◆ **Listed entries**
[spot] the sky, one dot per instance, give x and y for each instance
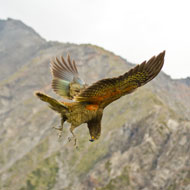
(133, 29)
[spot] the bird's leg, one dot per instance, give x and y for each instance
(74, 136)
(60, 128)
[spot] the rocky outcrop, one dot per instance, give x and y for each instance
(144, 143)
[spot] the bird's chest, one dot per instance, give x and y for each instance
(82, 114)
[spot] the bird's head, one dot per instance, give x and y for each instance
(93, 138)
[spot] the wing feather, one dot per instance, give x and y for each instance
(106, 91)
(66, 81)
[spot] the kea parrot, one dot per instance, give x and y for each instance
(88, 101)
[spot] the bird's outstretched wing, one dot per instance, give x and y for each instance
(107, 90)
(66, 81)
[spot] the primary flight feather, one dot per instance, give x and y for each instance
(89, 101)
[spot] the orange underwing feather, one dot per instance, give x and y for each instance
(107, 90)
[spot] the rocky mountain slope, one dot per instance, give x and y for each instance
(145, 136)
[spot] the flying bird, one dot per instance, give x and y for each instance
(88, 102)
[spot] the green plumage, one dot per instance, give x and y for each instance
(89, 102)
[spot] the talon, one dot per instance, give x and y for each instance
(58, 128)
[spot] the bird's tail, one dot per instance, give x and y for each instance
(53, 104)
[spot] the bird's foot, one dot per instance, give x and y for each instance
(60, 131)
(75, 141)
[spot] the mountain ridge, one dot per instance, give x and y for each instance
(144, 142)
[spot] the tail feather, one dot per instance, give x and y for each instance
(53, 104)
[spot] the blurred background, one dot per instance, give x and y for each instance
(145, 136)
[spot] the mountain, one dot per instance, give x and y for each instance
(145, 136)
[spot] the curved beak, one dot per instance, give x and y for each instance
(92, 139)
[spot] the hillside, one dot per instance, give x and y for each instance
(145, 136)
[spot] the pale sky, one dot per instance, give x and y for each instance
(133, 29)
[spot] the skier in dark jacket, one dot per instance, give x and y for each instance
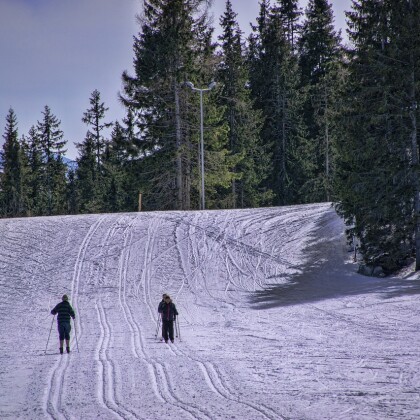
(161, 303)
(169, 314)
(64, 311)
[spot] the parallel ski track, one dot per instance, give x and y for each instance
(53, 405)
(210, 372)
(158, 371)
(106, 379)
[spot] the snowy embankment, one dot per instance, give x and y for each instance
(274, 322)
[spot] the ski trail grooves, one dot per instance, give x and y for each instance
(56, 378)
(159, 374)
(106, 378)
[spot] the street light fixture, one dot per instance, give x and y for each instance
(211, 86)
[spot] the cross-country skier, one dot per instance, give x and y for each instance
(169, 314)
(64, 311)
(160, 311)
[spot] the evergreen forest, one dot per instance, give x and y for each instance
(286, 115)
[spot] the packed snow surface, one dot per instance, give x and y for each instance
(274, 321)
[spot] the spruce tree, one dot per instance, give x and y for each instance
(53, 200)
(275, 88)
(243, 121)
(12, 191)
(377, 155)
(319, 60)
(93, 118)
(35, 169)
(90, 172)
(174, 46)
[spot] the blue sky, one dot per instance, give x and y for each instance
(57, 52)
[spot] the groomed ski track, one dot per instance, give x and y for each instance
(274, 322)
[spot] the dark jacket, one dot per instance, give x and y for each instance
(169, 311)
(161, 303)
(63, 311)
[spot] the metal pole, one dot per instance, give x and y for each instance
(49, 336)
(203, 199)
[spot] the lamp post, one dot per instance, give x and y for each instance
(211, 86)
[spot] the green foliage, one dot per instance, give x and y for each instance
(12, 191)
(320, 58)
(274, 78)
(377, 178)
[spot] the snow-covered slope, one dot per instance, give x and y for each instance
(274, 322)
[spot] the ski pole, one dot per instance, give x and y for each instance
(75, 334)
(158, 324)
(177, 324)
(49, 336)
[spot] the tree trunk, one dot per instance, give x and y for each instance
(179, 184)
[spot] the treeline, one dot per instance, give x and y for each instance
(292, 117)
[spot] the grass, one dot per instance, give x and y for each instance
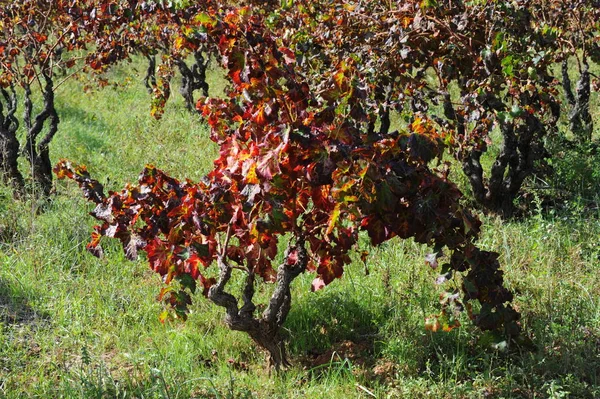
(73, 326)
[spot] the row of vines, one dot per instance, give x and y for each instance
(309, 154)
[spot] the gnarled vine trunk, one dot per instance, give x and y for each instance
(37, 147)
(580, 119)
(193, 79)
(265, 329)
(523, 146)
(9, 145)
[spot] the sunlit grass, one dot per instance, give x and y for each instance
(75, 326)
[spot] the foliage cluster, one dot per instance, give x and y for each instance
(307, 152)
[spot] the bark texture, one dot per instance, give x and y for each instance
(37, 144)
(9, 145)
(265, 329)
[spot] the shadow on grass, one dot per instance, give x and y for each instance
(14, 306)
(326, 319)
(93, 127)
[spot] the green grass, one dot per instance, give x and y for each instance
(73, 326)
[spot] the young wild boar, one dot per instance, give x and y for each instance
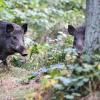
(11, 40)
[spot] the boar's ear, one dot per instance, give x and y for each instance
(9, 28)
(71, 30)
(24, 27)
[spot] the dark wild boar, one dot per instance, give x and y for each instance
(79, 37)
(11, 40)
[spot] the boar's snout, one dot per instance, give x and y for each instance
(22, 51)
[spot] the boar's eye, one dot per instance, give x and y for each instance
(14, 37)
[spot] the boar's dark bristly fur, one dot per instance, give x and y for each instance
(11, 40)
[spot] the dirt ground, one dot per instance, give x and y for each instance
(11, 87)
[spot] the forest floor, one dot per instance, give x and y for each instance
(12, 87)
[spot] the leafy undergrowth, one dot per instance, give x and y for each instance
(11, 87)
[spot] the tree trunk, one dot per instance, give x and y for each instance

◆ **Task item**
Without any of its images, the data above should be returned exactly.

◆ **Solved exercise**
[spot] the sky, one dot per instance, give x and y for each instance
(133, 29)
[spot] the bird's leg, one dot per instance, give x and y for each instance
(74, 136)
(60, 128)
[spot] the rocky outcrop, one dot per instance, give x and y for each instance
(144, 143)
[spot] the bird's chest, one dot per instance, give x and y for each instance
(82, 114)
[spot] the bird's head, one dot per instance, give x and y for each instance
(93, 138)
[spot] the wing feather, one dot per instance, give x and y for each instance
(106, 91)
(66, 81)
[spot] the kea parrot, one dot per instance, give x and y for each instance
(88, 101)
[spot] the bird's outstretched wing, one dot per instance, give x and y for each instance
(107, 90)
(66, 81)
[spot] the primary flight feather, one dot per instance, give x and y for each instance
(89, 101)
[spot] the orange underwing feather, one dot per instance, give x and y for each instance
(107, 90)
[spot] the rocky mountain slope, one dot per instance, give x and y for each instance
(145, 136)
[spot] the flying bird, one dot per instance, give x and y for each instance
(88, 102)
[spot] the green plumage, one dot per instance, give x and y for each instance
(89, 102)
[spot] the talon, one dot per instance, give x and y for each instance
(58, 128)
[spot] the bird's tail, one dot per instance, give x and y for each instance
(53, 104)
[spot] the bird's foot, one dot per instance, give x and y for each instance
(60, 131)
(75, 141)
[spot] the mountain ridge, one dot per instance, give x and y for each instance
(144, 142)
[spot] the tail feather, one dot per instance, give x and y for each instance
(53, 104)
[spot] the blurred background, one dot per instance, give x and y for each instance
(145, 136)
[spot] the mountain, one dot per instance, give x and y for each instance
(145, 136)
[spot] the curved beak, one dot per instance, give x and y for each instance
(92, 139)
[spot] the hillside, one dot per instance, give x and y for each instance
(145, 136)
[spot] the pale sky, one dot per instance, give x and y for each instance
(133, 29)
[spot] the skier in dark jacket, one dot per instance, give x and y for each instance
(161, 303)
(169, 314)
(64, 311)
[spot] the parallel ski track, one dot per instance, give x and y for each instance
(53, 405)
(210, 372)
(158, 371)
(106, 379)
[spot] the snowy embankment, one dot per instance, give x and y for each instance
(274, 322)
[spot] the ski trail grooves, one dot per instance, give x and y for each instance
(56, 378)
(159, 374)
(106, 378)
[spot] the street light fixture, one dot per instance, give x and y for each instance
(211, 86)
[spot] the cross-country skier, one dot per instance, give x and y for each instance
(169, 314)
(64, 311)
(160, 311)
[spot] the evergreen forest, one dot per instance, give x and y for each instance
(286, 115)
[spot] the packed snow surface, one dot per instance, give x and y for each instance
(274, 321)
[spot] the spruce tree, one dot per instance, give x and y for each instance
(53, 200)
(275, 88)
(243, 121)
(12, 191)
(377, 155)
(319, 60)
(93, 118)
(35, 169)
(90, 172)
(174, 46)
[spot] the blue sky, one dot per instance, give x and y for each instance
(57, 52)
[spot] the groomed ski track, one dot per instance, give x and y for each instance
(274, 322)
[spot] the dark jacket, one dot per instance, give x and y for each instance
(169, 311)
(161, 303)
(63, 311)
[spot] the metal pole, one dot per instance, give x and y for each instance
(49, 336)
(203, 199)
[spot] the lamp post, one dot per instance, give x and y for each instance
(211, 86)
[spot] the green foliage, one dot per instance, give x and y for each instance
(12, 191)
(320, 58)
(274, 78)
(377, 178)
[spot] the snow-covered slope, one dot per instance, give x and y for each instance
(274, 322)
[spot] the ski pole, one dot per instance, give x and y for each instance
(75, 334)
(158, 324)
(177, 324)
(49, 336)
[spot] the tree trunk, one dot per instance, give x and y for each instance
(179, 184)
[spot] the treeline, one dot per instance, give x and y for each instance
(292, 117)
[spot] the grass, one dot per instance, give x and y for each instance
(73, 326)
[spot] the row of vines, one dot per instance, give x and y for each instance
(309, 154)
[spot] the gnarled vine trunk, one dot per instance, give x and y for each instance
(37, 147)
(580, 119)
(193, 79)
(265, 329)
(523, 146)
(9, 145)
[spot] the sunlit grass, one dot per instance, give x and y for each instance
(75, 326)
[spot] the foliage cluster, one dot per instance, give x and y for each instance
(307, 152)
[spot] the bark texture, one dot per instance, give x and y for each instance
(37, 144)
(9, 145)
(265, 329)
[spot] the shadow on grass, one dot per instance, give x and y for each instance
(14, 306)
(326, 319)
(93, 127)
[spot] the green grass, one dot per instance, give x and y for each instance
(73, 326)
[spot] the young wild boar, one dot per instance, give x and y for each instance
(11, 40)
[spot] the boar's ear, one dot per instance, give x and y for each instance
(9, 28)
(71, 30)
(24, 27)
[spot] the dark wild boar, one dot per instance, give x and y for each instance
(79, 37)
(11, 40)
[spot] the boar's snout, one dot per instance, give x and y for each instance
(22, 51)
[spot] the boar's eye, one dot per instance, give x and y for each instance
(14, 37)
[spot] the boar's dark bristly fur, one dot per instance, give x and y for each instance
(11, 40)
[spot] the dirt ground, one dot per instance, give x and y for each instance
(11, 87)
[spot] the forest floor, one dot per instance, give x and y for each instance
(12, 87)
[spot] the leafy undergrowth, one dot per instance, give x and y for each instance
(11, 87)
[spot] the tree trunk, one dot per instance, give x and y for each instance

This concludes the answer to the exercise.